- **Fragmento de origen**:

Mientras los activistas ecologistas son rehenes de una ideología
completamente carente de propuestas económica y socialmente viables de
producción alternativa para cubrir las necesidades de una población
mundial de 7.000 millones de habitantes, los políticos de las democracias
occidentales son simplemente rehenes de la plutocracia financiera
internacional que financia sus campañas y sus privilegios. Somos rehenes
de una estructura financiera global que determina en lo esencial todos
nuestros procesos de producción principales y le impone a la cuestión
ecológica un falso marco de conceptualización al aplicar una batería de
conceptos igualmente falsos.

[Entradas de señalamiento y etiquetado]
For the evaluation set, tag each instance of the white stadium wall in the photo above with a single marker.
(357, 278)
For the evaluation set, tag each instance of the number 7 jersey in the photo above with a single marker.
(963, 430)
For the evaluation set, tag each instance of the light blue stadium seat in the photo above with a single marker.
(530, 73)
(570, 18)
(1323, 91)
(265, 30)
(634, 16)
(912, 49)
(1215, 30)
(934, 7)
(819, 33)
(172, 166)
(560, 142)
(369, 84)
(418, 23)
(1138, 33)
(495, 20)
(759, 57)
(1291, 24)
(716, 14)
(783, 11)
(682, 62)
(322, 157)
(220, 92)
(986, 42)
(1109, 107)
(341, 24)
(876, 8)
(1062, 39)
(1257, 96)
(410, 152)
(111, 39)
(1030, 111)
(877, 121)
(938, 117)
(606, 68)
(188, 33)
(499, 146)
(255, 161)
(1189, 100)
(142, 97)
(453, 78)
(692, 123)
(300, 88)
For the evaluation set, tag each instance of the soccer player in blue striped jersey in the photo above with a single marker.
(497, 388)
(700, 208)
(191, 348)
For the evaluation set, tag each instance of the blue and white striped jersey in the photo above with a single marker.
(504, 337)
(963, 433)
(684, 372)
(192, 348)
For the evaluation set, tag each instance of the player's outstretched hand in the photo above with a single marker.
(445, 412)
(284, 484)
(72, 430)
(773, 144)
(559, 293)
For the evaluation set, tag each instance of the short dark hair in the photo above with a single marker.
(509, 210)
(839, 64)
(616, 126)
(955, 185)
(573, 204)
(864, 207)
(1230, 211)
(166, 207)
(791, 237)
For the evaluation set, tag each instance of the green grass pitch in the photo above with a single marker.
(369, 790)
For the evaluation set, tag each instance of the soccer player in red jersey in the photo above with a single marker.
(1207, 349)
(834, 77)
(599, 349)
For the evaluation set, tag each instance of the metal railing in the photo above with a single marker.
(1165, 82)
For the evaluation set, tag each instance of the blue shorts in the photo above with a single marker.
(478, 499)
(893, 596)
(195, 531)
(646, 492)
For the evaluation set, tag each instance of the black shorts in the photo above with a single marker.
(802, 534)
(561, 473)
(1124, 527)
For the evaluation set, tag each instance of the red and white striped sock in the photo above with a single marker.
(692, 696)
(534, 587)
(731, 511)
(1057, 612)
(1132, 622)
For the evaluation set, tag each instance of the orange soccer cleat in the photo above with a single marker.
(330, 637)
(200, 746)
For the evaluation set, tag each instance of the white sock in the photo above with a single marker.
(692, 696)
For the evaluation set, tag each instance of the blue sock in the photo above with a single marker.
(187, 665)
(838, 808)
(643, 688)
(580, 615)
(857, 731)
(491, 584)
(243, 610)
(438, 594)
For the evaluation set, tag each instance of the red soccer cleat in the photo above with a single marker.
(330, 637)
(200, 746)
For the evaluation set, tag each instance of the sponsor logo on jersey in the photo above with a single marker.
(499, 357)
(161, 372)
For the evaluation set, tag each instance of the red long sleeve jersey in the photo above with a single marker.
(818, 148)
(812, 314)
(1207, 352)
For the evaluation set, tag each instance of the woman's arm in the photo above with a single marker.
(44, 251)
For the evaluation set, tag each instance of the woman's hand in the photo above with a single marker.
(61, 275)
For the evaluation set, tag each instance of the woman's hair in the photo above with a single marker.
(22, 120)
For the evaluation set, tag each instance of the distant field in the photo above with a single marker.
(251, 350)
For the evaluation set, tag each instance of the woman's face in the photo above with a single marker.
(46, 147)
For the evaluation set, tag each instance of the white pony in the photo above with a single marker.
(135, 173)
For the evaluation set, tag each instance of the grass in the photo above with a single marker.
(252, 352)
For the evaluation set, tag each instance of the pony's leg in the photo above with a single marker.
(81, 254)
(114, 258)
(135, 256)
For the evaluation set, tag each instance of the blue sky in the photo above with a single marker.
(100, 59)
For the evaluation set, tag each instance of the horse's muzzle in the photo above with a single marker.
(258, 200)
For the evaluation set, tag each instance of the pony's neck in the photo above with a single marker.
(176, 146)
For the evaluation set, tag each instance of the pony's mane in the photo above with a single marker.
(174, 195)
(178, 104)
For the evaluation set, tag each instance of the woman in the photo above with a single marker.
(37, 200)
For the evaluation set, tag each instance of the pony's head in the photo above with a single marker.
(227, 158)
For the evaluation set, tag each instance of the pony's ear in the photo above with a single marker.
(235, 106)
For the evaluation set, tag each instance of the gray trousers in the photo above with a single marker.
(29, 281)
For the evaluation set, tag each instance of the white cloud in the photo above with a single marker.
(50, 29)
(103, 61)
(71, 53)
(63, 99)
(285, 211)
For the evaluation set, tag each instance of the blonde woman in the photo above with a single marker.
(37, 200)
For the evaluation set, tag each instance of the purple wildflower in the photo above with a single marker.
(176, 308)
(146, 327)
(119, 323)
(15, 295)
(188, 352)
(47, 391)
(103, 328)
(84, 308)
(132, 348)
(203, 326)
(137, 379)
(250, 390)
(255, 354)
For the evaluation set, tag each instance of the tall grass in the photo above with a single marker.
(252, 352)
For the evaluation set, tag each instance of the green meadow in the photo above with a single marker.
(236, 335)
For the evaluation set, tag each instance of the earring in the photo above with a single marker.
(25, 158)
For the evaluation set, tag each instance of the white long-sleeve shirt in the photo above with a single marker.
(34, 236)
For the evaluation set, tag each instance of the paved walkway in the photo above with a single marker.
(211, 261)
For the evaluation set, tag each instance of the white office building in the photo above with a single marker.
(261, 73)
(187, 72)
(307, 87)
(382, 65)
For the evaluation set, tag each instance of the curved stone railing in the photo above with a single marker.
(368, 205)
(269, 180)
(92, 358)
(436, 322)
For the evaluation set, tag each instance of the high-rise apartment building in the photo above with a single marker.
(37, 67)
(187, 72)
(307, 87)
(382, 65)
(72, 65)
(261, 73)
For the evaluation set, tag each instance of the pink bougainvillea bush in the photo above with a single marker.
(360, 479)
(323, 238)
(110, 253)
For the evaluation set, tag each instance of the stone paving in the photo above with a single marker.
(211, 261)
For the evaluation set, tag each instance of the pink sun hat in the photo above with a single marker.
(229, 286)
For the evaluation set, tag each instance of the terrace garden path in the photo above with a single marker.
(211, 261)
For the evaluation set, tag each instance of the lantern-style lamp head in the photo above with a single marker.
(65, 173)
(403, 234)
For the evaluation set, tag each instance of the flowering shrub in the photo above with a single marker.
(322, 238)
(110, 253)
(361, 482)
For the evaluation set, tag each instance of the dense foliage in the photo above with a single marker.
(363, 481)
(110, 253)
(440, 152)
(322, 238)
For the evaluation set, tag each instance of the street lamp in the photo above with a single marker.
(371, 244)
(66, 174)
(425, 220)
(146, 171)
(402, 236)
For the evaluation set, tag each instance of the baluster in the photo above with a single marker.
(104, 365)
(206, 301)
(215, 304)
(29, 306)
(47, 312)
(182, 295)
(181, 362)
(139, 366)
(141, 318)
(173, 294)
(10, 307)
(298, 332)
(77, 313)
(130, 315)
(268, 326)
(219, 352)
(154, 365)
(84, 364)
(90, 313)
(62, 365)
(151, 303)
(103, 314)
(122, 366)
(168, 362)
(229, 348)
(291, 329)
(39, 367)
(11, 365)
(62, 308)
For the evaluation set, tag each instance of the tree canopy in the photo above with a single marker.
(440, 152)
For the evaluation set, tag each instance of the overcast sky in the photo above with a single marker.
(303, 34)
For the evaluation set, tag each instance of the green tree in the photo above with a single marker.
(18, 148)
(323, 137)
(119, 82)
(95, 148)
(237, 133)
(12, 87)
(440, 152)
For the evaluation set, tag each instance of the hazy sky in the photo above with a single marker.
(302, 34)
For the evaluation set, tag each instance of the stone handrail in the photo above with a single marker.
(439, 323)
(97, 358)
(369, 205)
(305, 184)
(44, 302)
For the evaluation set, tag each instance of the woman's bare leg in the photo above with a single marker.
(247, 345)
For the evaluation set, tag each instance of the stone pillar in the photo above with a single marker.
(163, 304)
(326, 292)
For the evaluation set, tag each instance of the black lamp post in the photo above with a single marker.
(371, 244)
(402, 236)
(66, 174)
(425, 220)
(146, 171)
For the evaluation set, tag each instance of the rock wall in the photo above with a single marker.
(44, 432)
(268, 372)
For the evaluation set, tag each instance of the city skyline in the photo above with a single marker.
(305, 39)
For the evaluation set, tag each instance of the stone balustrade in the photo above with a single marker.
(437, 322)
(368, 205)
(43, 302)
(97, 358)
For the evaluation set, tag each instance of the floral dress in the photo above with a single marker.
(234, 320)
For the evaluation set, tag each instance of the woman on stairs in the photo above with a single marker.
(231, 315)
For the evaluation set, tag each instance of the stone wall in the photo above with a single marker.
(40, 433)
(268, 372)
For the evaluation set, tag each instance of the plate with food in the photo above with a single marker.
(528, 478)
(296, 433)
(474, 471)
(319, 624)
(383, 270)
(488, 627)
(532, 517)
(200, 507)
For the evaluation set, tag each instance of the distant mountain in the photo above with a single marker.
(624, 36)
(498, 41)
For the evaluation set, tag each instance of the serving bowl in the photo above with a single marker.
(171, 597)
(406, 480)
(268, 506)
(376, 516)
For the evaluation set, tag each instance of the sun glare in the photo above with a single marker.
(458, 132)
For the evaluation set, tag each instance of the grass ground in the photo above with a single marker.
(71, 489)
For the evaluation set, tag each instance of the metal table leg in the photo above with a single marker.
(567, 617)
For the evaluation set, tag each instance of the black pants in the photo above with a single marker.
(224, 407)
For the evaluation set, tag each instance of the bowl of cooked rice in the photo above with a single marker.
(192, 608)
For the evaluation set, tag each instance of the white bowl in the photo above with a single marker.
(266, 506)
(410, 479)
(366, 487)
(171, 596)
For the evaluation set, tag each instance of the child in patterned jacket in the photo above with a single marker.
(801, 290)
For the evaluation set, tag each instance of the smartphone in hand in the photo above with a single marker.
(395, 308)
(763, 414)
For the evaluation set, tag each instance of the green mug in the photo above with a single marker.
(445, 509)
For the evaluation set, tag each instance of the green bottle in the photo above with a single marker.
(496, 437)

- **Ejercicios por resolver**:
• a. Resume en menos palabras el párrafo del fragmento que empieza con "Mientras los activistas ecologistas", sin perder sus ideas principales.
• b. Contesta con datos del fragmento:
(i) ¿Qué cifra de población mundial se menciona?
(ii) ¿De quién son rehenes los políticos de las democracias occidentales?
(iii) ¿Qué le impone la estructura financiera global a la cuestión ecológica?

- **Respuestas desarrolladas**:
• a. Los activistas ecologistas son rehenes de una ideología sin propuestas de producción alternativa económica y socialmente viables para 7.000 millones de personas. Los políticos occidentales son rehenes de la plutocracia financiera internacional que paga sus campañas y privilegios. Todos somos rehenes de una estructura financiera global que determina nuestros principales procesos de producción. Esa estructura impone a la cuestión ecológica un marco conceptual falso, basado en conceptos igualmente falsos.

• b.
(i) 7.000 millones de habitantes.
(ii) De la plutocracia financiera internacional que financia sus campañas y sus privilegios.
(iii) Un falso marco de conceptualización.